● What you need to do:
Write out, word for word, the line that contains "the wooden drawer" and each line after it down to the last line of the data below. Include nothing more.

══ Dataset content ══

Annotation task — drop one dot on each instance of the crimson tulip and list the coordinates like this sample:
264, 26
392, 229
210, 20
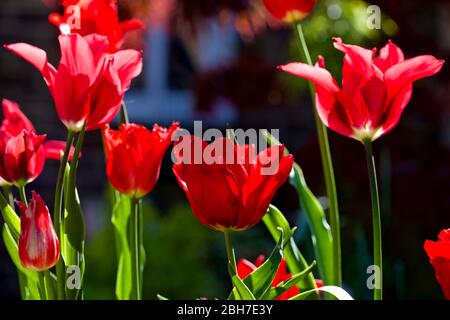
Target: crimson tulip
375, 90
245, 268
439, 254
290, 11
89, 84
38, 243
229, 195
96, 16
22, 157
134, 155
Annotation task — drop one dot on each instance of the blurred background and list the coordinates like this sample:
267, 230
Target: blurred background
215, 61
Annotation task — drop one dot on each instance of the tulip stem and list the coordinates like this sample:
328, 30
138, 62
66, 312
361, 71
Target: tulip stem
123, 114
377, 250
43, 290
23, 195
328, 170
57, 213
230, 253
136, 248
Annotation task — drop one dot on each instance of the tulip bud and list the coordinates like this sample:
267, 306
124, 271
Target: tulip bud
38, 243
290, 11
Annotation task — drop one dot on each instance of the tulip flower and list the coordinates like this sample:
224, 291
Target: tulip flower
375, 90
38, 243
229, 196
374, 93
134, 155
22, 157
439, 254
89, 84
22, 151
95, 16
290, 11
14, 122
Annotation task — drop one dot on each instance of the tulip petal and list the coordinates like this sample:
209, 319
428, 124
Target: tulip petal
359, 59
128, 64
54, 149
389, 56
244, 268
73, 46
14, 121
37, 57
405, 73
106, 98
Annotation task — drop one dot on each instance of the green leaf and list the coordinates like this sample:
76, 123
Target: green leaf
31, 290
295, 261
242, 290
337, 292
121, 215
286, 285
72, 241
321, 233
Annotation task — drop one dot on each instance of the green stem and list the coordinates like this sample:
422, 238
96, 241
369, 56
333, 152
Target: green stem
377, 250
57, 212
43, 290
135, 249
327, 164
10, 217
75, 158
8, 194
230, 252
23, 195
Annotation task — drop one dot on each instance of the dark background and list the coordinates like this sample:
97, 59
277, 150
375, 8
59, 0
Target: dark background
185, 259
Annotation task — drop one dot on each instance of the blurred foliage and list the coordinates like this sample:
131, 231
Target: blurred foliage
185, 260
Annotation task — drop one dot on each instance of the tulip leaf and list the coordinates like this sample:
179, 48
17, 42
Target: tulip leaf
337, 292
242, 291
321, 232
72, 241
30, 278
295, 261
260, 280
288, 284
120, 217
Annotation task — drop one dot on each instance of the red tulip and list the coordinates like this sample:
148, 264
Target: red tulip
231, 188
15, 122
38, 243
374, 92
439, 254
245, 268
22, 157
289, 11
88, 85
96, 16
134, 155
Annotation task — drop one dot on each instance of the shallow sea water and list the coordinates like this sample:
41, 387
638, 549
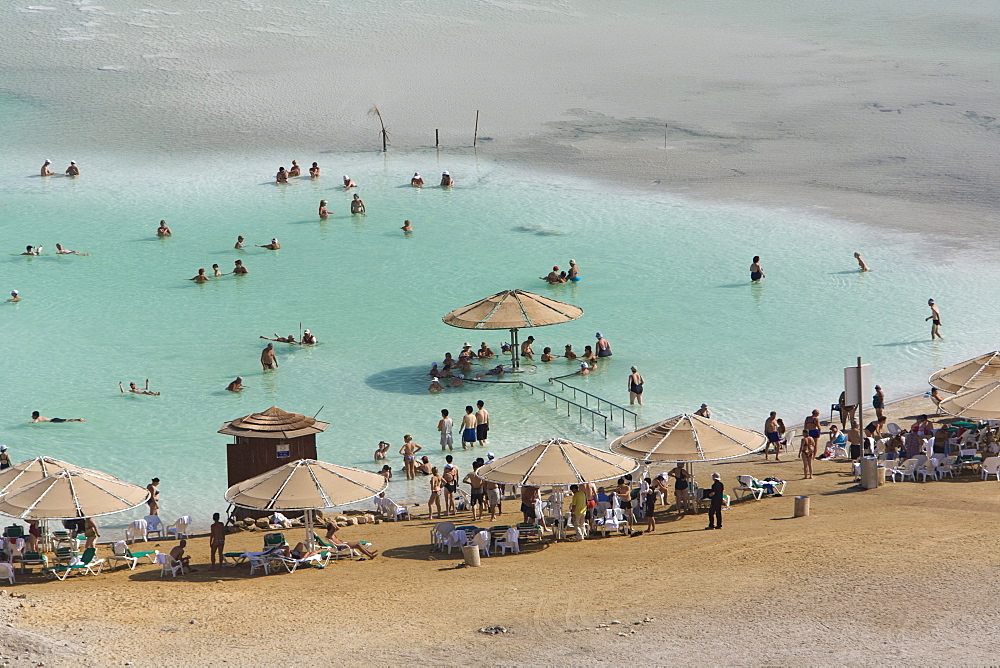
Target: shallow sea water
665, 281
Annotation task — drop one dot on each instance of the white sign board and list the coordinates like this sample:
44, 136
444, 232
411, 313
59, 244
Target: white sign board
851, 383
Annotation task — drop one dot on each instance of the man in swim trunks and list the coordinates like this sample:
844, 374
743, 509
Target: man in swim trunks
357, 204
935, 317
772, 434
35, 417
635, 383
482, 423
267, 358
468, 428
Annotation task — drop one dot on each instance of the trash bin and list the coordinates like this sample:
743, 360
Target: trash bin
471, 553
870, 472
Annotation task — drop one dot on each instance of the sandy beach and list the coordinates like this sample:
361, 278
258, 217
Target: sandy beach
895, 575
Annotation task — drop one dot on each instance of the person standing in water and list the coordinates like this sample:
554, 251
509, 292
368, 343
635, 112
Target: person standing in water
861, 262
357, 204
935, 317
267, 358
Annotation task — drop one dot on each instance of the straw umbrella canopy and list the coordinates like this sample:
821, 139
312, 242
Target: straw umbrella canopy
968, 375
689, 438
981, 404
32, 470
513, 310
306, 484
556, 462
72, 494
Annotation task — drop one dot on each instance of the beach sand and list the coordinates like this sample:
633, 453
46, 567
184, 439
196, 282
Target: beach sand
895, 575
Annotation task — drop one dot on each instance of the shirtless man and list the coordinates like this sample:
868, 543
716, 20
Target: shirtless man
482, 423
65, 251
861, 262
35, 417
281, 339
178, 554
468, 428
772, 434
217, 539
935, 317
526, 350
267, 358
135, 390
409, 452
357, 204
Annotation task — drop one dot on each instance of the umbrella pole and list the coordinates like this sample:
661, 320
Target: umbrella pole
515, 351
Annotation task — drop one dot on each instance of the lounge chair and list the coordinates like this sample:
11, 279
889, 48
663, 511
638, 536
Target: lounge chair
86, 564
120, 552
169, 565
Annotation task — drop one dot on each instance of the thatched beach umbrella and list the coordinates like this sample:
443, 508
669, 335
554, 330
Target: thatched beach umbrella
513, 310
72, 494
968, 375
305, 485
556, 461
689, 438
981, 404
32, 470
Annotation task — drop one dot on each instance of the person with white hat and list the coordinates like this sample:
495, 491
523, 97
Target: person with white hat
715, 495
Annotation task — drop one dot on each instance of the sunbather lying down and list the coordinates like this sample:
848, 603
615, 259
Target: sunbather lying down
331, 535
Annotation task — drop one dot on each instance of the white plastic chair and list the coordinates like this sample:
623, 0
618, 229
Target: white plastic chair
990, 466
136, 530
170, 565
180, 527
482, 541
511, 541
154, 525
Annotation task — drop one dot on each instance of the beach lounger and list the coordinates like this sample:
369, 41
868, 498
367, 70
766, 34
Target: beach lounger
120, 552
85, 564
169, 565
990, 466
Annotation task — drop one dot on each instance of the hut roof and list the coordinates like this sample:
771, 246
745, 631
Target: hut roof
274, 423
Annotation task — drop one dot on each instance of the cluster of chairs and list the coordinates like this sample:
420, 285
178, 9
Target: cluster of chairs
501, 538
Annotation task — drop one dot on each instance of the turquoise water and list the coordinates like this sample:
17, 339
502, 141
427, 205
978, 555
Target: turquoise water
665, 281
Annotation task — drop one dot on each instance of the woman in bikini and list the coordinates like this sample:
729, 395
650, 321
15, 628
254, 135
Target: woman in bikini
437, 483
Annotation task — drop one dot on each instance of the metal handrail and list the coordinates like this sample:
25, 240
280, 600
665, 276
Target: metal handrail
594, 414
589, 396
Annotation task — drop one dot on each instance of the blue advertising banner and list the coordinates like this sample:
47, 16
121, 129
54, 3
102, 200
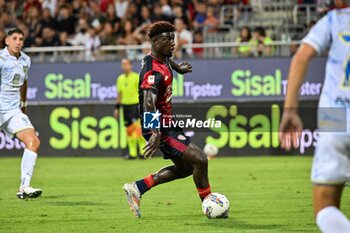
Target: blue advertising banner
230, 79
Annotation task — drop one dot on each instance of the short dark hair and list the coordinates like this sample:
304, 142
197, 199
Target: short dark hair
14, 30
160, 27
260, 30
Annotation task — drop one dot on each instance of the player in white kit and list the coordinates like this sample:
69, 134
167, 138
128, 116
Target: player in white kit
14, 65
331, 163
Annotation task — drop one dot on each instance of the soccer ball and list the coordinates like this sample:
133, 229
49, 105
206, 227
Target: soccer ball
216, 205
210, 150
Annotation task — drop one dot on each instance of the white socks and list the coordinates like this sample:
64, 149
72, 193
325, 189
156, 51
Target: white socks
332, 220
27, 167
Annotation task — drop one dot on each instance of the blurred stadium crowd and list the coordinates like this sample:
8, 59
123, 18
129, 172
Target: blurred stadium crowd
95, 23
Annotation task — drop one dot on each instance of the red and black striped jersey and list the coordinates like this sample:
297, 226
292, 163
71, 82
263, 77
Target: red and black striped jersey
157, 77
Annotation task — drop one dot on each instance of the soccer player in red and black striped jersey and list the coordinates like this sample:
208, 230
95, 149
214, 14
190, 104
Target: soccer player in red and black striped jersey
155, 96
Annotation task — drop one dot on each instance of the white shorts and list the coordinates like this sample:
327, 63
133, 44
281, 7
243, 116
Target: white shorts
331, 163
14, 121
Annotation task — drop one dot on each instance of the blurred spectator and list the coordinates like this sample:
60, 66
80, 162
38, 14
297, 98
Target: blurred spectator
49, 38
29, 41
338, 4
145, 15
128, 37
2, 39
120, 7
245, 37
33, 21
262, 42
66, 22
51, 5
96, 18
198, 39
63, 37
32, 3
107, 35
166, 8
111, 15
178, 12
47, 20
92, 45
200, 17
182, 37
104, 4
82, 36
6, 21
211, 22
132, 14
158, 14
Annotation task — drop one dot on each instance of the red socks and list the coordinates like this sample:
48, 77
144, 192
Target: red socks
149, 181
203, 192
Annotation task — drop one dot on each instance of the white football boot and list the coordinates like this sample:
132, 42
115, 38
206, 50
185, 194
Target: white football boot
133, 197
29, 192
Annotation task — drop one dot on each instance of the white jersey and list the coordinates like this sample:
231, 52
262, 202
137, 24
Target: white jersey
333, 32
13, 73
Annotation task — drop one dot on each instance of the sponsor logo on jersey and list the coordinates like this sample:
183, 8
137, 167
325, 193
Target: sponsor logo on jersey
150, 79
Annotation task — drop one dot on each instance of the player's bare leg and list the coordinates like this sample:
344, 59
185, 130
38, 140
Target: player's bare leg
134, 190
196, 157
32, 143
329, 218
179, 170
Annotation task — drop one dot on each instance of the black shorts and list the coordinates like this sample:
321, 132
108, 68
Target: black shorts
131, 113
173, 142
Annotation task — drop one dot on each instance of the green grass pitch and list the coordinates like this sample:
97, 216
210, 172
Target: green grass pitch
267, 194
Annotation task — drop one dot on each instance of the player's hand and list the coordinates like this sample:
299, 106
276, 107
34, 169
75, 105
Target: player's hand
184, 67
24, 109
116, 113
152, 145
290, 130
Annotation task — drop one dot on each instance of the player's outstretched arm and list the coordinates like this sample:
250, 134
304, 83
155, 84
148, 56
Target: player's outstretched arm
291, 125
149, 104
182, 67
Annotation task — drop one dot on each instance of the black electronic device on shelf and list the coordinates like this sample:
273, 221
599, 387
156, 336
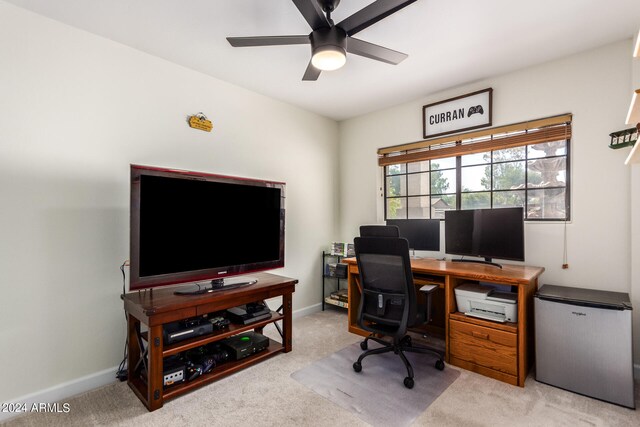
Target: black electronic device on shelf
191, 226
249, 313
246, 344
184, 329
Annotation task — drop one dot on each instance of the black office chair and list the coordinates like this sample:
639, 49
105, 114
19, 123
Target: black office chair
388, 305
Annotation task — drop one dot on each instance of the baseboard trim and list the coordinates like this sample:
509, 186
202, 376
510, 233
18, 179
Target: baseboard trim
60, 392
90, 382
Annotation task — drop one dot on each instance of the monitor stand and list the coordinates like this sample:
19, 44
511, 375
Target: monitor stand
219, 285
477, 261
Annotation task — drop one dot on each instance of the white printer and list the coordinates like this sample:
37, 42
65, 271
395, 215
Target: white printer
485, 302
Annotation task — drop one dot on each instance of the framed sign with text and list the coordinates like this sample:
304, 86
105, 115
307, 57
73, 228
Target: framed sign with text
465, 112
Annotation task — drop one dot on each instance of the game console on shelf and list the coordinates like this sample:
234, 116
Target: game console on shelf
249, 313
485, 302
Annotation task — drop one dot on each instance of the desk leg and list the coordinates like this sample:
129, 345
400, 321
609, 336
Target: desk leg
154, 391
287, 322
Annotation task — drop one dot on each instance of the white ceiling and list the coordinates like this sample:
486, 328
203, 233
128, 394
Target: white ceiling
449, 42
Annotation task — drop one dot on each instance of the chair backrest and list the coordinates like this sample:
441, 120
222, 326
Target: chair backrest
388, 294
379, 231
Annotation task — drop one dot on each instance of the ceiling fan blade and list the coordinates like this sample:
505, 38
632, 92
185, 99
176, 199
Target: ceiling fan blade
312, 13
267, 40
371, 14
373, 51
311, 73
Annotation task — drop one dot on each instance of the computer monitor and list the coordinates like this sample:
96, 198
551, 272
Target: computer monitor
422, 234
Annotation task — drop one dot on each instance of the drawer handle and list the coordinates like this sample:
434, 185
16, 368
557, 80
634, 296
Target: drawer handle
479, 335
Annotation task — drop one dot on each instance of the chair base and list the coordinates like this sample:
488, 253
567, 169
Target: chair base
399, 346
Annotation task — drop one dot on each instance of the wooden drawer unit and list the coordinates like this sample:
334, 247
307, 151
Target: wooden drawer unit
483, 349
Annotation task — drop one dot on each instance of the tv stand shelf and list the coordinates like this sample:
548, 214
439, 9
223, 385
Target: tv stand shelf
156, 308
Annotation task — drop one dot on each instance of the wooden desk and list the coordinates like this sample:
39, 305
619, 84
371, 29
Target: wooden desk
503, 351
156, 308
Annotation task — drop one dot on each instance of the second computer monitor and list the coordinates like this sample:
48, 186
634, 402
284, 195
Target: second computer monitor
422, 234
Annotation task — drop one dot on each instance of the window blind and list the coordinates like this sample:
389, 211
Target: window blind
515, 135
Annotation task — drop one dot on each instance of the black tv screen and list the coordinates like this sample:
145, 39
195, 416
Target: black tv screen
422, 234
488, 233
189, 226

═══

● Response to the task:
Annotation task — drop one dot on each instance of the wooden drawer unit and list the coordinates like this sample:
334, 247
307, 151
Target: wooden drawer unit
483, 349
Annotation task — drop one dot on each instance of the tv stand shelf and list the coordinates like this sample:
548, 214
439, 9
223, 385
Target: tv stand shelf
156, 308
Annotation task — drop one dot on each instance of the wooden desk and list the coordinates like this sample:
39, 305
619, 84
371, 29
Target: wooden desk
503, 351
156, 308
Annotation task — drop one dot on each instance of the second computer monitor and list the coordinates like this sample:
48, 186
634, 402
284, 195
Target: second computer monitor
422, 234
Annotation task — drop one dot on each instance of the window blind and list the coordinates like this sample:
389, 211
Target: window blind
515, 135
Annotation task — drop one dot on each instance of the black tv screen and list the coordinates like this sample:
145, 39
195, 416
Target: black tv screen
422, 234
488, 233
189, 226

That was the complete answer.